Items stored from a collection
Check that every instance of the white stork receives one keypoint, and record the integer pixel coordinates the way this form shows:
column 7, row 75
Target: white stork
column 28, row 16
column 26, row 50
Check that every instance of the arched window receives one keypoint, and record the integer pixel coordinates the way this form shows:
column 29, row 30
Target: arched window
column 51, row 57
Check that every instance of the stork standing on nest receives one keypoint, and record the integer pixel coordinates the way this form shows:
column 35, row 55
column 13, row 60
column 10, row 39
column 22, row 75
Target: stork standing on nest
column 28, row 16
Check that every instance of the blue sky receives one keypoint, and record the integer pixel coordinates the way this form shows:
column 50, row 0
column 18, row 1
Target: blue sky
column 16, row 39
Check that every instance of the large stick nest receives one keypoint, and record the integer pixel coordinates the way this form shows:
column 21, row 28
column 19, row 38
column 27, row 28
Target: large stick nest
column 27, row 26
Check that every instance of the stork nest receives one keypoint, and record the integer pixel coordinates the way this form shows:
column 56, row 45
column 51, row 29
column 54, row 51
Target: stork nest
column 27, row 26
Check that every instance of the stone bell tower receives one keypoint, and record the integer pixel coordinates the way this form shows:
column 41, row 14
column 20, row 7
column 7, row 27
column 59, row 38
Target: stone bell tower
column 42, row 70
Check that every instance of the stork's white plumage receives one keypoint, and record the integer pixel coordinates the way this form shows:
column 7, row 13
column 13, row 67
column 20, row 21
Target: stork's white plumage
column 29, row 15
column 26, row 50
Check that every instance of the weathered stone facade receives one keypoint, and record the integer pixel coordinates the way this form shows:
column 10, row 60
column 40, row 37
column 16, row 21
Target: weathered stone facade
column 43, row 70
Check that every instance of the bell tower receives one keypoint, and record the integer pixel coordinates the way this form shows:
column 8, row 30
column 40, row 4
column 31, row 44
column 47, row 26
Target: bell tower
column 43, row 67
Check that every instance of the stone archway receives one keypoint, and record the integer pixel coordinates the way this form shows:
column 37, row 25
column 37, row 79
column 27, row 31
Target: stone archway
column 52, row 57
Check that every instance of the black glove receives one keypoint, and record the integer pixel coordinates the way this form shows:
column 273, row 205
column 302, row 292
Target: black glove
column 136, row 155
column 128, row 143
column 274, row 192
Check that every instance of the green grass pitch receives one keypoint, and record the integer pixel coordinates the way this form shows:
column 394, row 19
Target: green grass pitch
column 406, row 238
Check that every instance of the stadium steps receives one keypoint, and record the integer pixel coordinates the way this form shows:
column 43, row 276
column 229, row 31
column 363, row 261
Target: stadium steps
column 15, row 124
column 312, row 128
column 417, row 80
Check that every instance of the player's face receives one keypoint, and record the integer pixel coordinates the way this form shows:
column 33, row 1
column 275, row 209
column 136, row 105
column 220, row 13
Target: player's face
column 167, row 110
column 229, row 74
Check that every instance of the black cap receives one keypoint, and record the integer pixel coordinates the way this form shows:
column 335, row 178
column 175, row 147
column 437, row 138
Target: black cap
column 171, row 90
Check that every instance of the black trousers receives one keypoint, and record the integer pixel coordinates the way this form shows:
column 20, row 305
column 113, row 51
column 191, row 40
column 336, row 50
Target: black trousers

**Work to be completed**
Express each line of the records above as a JSON list of strings, one string per line, and leave out any blank lines.

**Solution to the problem**
[
  "Check that every instance of the white stork receives one keypoint, and record the integer pixel coordinates the way this form shows:",
  "column 7, row 75",
  "Target: white stork",
  "column 28, row 16",
  "column 26, row 50",
  "Check that every instance of the arched window receives one keypoint, and record the integer pixel coordinates the way this form shows:",
  "column 29, row 30",
  "Target: arched window",
  "column 51, row 57",
  "Check that every instance of the stork standing on nest receives one keypoint, and record the integer pixel coordinates the way this form shows:",
  "column 35, row 55",
  "column 13, row 60",
  "column 10, row 39",
  "column 22, row 75",
  "Target: stork standing on nest",
  "column 28, row 16",
  "Check that every instance of the blue sky receives one keypoint, and record the integer pixel coordinates the way this form shows:",
  "column 50, row 0",
  "column 18, row 1",
  "Target: blue sky",
  "column 16, row 39",
  "Check that every instance of the large stick nest receives one keypoint, and record the integer pixel coordinates the way this form shows:",
  "column 21, row 28",
  "column 19, row 38",
  "column 27, row 28",
  "Target: large stick nest",
  "column 27, row 26",
  "Check that every instance of the stork nest receives one keypoint, and record the integer pixel coordinates the way this form shows:",
  "column 56, row 45",
  "column 51, row 29",
  "column 54, row 51",
  "Target: stork nest",
  "column 27, row 26",
  "Check that every instance of the stone bell tower receives one keypoint, and record the integer pixel coordinates the way this form shows:",
  "column 41, row 14",
  "column 20, row 7",
  "column 7, row 27",
  "column 59, row 38",
  "Target: stone bell tower",
  "column 42, row 70",
  "Check that every instance of the stork's white plumage receives one keypoint, and record the integer pixel coordinates the way this form shows:",
  "column 7, row 13",
  "column 13, row 67",
  "column 20, row 21",
  "Target: stork's white plumage",
  "column 29, row 15",
  "column 26, row 50",
  "Check that every instance of the weathered stone facade receives one keypoint, and record the integer pixel coordinates the way this form shows:",
  "column 10, row 60",
  "column 40, row 37",
  "column 16, row 21",
  "Target: weathered stone facade",
  "column 43, row 70",
  "Check that every instance of the bell tower receives one keypoint, and record the integer pixel coordinates the way this form shows:",
  "column 8, row 30",
  "column 40, row 4",
  "column 31, row 44",
  "column 47, row 26",
  "Target: bell tower",
  "column 43, row 67",
  "Check that every instance of the stone archway receives one keypoint, and record the integer pixel coordinates the way this form shows:",
  "column 37, row 25",
  "column 37, row 79",
  "column 27, row 31",
  "Target: stone archway",
  "column 52, row 57",
  "Check that every instance of the black glove receives one keypoint, and record the integer pixel coordinates the way this form shows:",
  "column 273, row 205",
  "column 302, row 292",
  "Target: black glove",
  "column 136, row 155",
  "column 128, row 143",
  "column 274, row 192",
  "Check that every instance of the green grass pitch receives one keypoint, and record the integer pixel coordinates the way this form shows:",
  "column 394, row 19",
  "Target: green grass pitch",
  "column 406, row 238",
  "Check that every instance of the stadium steps receives one keypoint, and record the integer pixel coordinates the way this form shows:",
  "column 43, row 276",
  "column 229, row 31",
  "column 363, row 261",
  "Target: stadium steps",
  "column 15, row 124",
  "column 312, row 128",
  "column 417, row 80",
  "Check that every instance of the player's face receives one keypoint, and record the integer pixel coordinates the way this form shows:",
  "column 33, row 1",
  "column 275, row 209",
  "column 136, row 105",
  "column 220, row 13",
  "Target: player's face",
  "column 167, row 110",
  "column 229, row 74",
  "Check that every instance of the black cap receives one keypoint, and record the integer pixel coordinates the way this form shows:",
  "column 335, row 178",
  "column 175, row 147",
  "column 437, row 138",
  "Target: black cap",
  "column 171, row 90",
  "Check that every instance of the black trousers receives one keypoint, and record the integer pixel coordinates the way this form shows:",
  "column 20, row 305",
  "column 113, row 51",
  "column 191, row 40",
  "column 336, row 50",
  "Target: black trousers"
]